**Document excerpt**.
VANCOUVER ? Enbridge Inc.'s Northern Gateway pipeline project began life nearly a decade ago as a market study on how to open up Alberta's oilsands resources to ocean trade with Asia.
And now, public hearings on the $5.5-billion dual-pipeline proposal are set to begin Jan. 10.
The company and the federal government are pushing for approval, characterizing the project as a national imperative worth $270 billion to the Canadian economy over its lifetime.
In the eyes of many environmentalists and first nations communities, however, the project represents the risk of a major oil spill ? either from pipeline rupture or a tanker accident off British Columbia's pristine north coast.
Aboriginal concerns are a key issue in the project's progression, with 130 first nations vowing to block the development, including a large number whose land claims cover a huge swath of the pipeline route.
"(Enbridge's) objective is to outline the credibility of the application," company spokesman Paul Stanway said in an interview.
"We have detailed engineering and environmental studies to prove (the pipeline) can be operated safely, and we're confident at this point we can make a very good argument," for its regulatory approval, Stanway said.
Bituman from the oilsands near Fort McMurray is now shipped through a network of pipelines to Bruderheim, Alta.

Stored items:
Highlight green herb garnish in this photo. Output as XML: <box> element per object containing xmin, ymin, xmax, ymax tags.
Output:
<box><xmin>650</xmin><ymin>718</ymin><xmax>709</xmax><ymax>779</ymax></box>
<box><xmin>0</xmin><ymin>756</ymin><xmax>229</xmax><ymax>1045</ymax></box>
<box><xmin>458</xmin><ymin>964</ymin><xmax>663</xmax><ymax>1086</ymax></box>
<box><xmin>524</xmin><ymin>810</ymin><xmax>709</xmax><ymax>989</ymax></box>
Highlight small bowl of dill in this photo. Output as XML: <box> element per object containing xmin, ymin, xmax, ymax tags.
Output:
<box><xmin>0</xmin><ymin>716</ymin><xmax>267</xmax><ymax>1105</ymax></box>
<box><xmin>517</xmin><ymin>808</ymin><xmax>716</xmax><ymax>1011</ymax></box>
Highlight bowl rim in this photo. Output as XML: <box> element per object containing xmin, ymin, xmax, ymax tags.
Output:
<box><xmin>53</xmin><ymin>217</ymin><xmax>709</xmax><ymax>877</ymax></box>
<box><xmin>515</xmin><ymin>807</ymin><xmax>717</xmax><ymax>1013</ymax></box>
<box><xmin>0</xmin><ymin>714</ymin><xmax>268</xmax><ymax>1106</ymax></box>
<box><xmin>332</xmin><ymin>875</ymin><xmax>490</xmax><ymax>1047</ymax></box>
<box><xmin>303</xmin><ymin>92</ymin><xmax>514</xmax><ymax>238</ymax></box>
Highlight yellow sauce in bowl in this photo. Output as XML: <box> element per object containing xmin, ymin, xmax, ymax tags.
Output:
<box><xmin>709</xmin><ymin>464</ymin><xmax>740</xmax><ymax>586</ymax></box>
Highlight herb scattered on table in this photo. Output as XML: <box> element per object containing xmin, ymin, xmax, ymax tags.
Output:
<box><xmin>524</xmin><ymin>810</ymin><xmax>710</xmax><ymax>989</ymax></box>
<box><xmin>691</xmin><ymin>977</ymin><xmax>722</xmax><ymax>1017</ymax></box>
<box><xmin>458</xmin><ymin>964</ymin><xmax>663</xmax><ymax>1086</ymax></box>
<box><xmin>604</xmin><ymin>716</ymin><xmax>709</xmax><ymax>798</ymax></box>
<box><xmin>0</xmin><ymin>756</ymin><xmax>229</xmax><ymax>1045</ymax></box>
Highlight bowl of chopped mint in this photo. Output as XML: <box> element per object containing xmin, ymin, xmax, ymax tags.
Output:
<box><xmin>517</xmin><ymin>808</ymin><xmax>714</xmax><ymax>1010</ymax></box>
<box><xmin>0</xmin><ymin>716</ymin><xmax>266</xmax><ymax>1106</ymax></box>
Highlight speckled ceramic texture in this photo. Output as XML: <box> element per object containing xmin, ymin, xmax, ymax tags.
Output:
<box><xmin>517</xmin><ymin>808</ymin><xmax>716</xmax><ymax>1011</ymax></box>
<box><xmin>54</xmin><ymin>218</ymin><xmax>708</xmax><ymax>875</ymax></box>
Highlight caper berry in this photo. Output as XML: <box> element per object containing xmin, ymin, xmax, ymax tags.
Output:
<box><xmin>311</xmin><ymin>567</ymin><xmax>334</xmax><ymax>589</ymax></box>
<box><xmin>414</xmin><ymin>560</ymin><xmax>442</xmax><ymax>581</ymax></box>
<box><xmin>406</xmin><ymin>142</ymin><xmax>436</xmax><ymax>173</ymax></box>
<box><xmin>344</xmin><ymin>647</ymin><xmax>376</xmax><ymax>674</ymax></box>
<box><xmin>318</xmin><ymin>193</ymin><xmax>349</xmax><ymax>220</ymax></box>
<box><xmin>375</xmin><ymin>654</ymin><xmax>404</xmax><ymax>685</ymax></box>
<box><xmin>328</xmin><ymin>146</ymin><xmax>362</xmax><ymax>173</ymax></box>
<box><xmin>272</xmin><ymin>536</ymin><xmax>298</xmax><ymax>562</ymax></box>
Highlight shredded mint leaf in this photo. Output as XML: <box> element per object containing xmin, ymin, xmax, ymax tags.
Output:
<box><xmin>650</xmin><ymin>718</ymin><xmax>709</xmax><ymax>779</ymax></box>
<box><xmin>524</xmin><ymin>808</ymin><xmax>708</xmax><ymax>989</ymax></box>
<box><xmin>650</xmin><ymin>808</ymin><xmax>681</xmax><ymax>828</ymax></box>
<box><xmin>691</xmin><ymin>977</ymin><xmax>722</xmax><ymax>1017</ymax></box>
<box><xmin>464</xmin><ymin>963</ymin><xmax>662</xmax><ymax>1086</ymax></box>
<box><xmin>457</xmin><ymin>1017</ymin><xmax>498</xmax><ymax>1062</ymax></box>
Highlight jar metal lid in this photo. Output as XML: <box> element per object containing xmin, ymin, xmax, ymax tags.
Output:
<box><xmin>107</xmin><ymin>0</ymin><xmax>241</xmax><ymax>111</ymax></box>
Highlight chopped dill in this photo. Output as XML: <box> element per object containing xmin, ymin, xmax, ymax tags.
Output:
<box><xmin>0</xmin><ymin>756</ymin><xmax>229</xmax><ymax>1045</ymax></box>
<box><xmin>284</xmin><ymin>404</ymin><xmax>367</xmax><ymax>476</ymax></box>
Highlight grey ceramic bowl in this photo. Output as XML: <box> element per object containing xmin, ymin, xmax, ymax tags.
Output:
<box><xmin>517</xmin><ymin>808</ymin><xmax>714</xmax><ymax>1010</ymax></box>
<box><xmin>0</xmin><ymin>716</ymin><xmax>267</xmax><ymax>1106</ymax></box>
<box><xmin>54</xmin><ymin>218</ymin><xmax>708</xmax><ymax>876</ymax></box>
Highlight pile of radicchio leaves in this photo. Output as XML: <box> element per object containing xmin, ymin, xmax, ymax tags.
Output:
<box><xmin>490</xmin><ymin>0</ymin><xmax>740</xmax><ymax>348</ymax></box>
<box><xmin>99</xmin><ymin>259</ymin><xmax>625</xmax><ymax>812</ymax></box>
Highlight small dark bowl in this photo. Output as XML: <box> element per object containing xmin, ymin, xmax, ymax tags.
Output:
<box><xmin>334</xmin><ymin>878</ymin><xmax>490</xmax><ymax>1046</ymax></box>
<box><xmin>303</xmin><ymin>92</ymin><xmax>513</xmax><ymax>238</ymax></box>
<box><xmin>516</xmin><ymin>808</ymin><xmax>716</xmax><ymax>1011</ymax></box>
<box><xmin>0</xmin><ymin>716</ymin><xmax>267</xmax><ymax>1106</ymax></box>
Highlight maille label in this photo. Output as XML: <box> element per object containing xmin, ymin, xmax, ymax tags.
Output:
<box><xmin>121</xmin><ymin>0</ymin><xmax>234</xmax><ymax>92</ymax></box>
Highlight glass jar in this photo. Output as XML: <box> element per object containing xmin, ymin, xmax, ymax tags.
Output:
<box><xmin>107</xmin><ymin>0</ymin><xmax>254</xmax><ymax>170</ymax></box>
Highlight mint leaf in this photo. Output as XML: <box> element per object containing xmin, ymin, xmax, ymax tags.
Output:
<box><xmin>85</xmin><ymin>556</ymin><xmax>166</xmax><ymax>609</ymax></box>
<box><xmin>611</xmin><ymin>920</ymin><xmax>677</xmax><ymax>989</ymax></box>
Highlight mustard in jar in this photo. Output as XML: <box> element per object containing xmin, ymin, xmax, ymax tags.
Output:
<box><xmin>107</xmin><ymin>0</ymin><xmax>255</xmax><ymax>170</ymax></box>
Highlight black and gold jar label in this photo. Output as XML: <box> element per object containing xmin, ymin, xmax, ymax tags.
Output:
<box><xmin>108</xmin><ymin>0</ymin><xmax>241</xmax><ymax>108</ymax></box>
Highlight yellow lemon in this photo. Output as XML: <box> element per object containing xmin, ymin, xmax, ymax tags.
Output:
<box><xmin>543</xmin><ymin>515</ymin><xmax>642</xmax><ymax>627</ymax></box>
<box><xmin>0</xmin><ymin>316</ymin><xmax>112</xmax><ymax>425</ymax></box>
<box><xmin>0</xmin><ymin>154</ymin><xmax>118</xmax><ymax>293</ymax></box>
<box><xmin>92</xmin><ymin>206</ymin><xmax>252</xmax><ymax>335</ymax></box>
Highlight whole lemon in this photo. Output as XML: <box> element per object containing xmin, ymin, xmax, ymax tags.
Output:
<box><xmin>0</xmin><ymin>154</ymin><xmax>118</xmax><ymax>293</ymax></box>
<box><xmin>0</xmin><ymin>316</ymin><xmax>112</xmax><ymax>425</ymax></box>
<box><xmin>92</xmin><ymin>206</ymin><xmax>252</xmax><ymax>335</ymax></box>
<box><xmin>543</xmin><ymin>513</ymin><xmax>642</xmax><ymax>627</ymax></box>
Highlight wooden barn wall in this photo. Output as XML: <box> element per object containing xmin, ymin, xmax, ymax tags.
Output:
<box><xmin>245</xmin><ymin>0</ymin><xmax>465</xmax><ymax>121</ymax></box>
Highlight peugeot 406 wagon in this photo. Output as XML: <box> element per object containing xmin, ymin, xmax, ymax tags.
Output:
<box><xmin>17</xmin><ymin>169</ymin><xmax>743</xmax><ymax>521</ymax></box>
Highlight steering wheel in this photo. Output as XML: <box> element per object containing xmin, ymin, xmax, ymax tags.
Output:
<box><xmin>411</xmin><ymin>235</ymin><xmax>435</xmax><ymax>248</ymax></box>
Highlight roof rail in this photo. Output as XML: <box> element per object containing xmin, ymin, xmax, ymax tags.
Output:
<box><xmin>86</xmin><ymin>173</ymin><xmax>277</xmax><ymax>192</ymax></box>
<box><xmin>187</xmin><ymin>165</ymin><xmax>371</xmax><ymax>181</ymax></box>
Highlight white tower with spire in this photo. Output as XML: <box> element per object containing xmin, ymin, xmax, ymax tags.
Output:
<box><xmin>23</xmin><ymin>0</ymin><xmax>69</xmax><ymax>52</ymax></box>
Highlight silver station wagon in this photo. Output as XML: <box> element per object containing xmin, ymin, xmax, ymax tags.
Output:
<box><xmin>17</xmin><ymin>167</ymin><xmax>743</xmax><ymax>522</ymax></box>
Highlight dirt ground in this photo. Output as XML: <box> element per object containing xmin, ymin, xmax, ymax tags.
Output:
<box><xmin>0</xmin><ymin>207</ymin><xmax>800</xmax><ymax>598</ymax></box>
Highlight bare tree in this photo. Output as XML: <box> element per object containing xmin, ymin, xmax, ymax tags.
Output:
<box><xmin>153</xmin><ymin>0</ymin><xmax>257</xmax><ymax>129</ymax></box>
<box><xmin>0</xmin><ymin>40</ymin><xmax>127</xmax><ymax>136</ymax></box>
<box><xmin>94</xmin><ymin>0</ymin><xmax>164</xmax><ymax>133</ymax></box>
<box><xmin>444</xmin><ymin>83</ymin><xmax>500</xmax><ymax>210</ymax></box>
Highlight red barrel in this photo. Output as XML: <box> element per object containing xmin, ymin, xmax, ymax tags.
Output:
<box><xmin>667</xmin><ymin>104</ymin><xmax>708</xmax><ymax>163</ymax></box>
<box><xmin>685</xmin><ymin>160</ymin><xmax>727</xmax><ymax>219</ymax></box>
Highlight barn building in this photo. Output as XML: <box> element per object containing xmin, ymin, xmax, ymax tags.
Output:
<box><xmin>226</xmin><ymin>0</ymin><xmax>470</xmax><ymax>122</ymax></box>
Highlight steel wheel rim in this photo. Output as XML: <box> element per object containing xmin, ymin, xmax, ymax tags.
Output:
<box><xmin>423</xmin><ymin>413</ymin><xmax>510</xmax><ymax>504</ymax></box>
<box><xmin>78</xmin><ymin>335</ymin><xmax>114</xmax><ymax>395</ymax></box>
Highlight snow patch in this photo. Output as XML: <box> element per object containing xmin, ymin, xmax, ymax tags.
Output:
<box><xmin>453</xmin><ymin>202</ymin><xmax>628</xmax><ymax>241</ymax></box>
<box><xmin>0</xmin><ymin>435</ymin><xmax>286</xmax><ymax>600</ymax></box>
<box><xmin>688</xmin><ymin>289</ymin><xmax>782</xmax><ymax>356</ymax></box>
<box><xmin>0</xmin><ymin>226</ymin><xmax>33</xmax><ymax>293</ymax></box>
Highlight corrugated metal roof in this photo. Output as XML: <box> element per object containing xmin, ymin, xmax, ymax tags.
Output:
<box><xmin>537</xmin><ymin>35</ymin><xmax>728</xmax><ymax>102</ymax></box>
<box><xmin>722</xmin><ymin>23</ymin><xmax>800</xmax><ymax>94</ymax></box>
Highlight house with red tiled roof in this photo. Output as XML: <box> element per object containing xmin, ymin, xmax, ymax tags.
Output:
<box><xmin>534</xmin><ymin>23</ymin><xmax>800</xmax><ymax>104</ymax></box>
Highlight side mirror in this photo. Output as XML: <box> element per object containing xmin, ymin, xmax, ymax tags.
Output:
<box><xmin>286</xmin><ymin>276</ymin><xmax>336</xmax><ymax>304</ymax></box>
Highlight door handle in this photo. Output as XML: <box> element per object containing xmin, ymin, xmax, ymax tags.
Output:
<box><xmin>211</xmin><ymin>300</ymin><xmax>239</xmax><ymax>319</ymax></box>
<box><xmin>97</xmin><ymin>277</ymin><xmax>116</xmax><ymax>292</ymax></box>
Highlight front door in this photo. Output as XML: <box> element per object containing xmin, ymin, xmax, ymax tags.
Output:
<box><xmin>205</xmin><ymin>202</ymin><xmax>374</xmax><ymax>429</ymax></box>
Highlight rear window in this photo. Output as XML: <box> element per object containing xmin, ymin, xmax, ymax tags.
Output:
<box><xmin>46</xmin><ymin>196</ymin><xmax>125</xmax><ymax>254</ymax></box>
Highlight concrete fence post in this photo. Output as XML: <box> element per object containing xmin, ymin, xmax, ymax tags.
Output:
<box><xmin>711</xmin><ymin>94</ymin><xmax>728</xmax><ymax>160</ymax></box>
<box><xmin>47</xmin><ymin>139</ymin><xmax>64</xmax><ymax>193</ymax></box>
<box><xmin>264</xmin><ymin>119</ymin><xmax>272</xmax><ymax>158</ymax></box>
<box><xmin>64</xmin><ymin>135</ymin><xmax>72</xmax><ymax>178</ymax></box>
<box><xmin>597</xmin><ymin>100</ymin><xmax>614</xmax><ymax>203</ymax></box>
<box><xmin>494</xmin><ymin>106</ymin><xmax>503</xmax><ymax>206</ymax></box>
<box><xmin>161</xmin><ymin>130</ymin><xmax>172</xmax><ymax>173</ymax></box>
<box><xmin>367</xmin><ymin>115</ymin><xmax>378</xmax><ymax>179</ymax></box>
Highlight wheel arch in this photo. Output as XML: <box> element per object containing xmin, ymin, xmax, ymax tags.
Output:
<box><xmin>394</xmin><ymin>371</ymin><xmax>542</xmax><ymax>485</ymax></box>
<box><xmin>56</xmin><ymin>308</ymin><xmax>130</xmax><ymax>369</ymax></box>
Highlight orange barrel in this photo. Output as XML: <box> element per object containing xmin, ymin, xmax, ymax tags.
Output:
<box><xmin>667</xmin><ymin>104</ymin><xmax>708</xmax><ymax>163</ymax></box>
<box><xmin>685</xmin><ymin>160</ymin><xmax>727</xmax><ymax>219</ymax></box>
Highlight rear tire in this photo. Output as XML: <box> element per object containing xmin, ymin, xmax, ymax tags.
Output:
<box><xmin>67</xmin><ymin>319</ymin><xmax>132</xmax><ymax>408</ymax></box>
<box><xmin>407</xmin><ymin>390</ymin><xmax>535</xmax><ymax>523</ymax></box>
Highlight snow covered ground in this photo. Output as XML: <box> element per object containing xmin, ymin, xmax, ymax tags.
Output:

**Exercise requirements**.
- 1) Decide whether each statement below agrees with the pipeline article, and answer yes or no for each one while quoting the words from the article that settle it. (a) Public hearings on the proposal are scheduled to start on Jan. 10. (b) 130 first nations have pledged to support the development. (c) The project started out as a market study.
- 2) In the pipeline article, substitute "representative" for "spokesman" and write out everything from "In the eyes" down to "in an interview." again.

**Expected results**.
- 1)
(a) Yes: "public hearings on the $5.5-billion dual-pipeline proposal are set to begin Jan. 10."
(b) No: "130 first nations vowing to block the development"
(c) Yes: "began life nearly a decade ago as a market study"

- 2)
In the eyes of many environmentalists and first nations communities, however, the project represents the risk of a major oil spill ? either from pipeline rupture or a tanker accident off British Columbia's pristine north coast.
Aboriginal concerns are a key issue in the project's progression, with 130 first nations vowing to block the development, including a large number whose land claims cover a huge swath of the pipeline route.
"(Enbridge's) objective is to outline the credibility of the application," company representative Paul Stanway said in an interview.